• _Data supplied_
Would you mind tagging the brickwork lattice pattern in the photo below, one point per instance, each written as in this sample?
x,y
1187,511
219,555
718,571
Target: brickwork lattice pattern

==

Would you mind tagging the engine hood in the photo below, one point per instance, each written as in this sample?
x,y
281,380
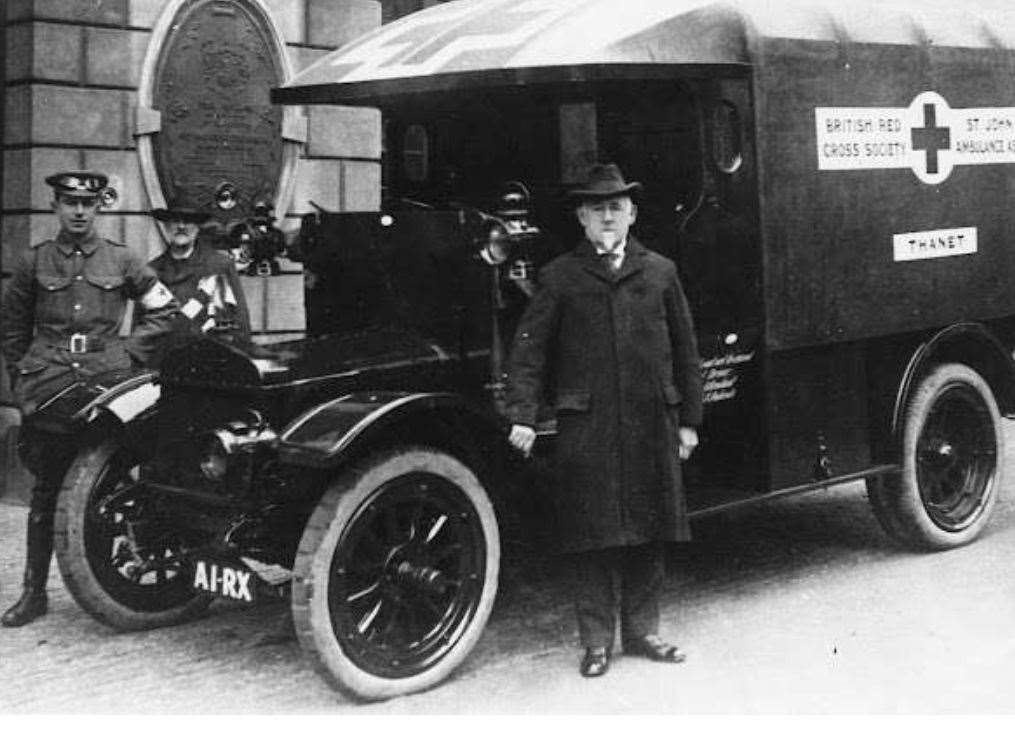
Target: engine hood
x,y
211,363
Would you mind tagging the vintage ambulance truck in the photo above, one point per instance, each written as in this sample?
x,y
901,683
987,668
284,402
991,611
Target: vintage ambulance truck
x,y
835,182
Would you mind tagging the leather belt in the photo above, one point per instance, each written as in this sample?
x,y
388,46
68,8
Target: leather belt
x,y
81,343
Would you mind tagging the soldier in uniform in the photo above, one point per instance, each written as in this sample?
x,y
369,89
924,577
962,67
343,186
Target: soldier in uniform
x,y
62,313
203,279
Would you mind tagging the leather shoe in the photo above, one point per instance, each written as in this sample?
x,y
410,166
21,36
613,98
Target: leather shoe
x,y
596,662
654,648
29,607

• _Assignment_
Show all lines from the data above in which the word "brickwork" appears.

• _Answer section_
Would you mind tagging the brickwork lattice pattern in the photo below, one point per instance, each written as in this sample?
Target: brickwork lattice pattern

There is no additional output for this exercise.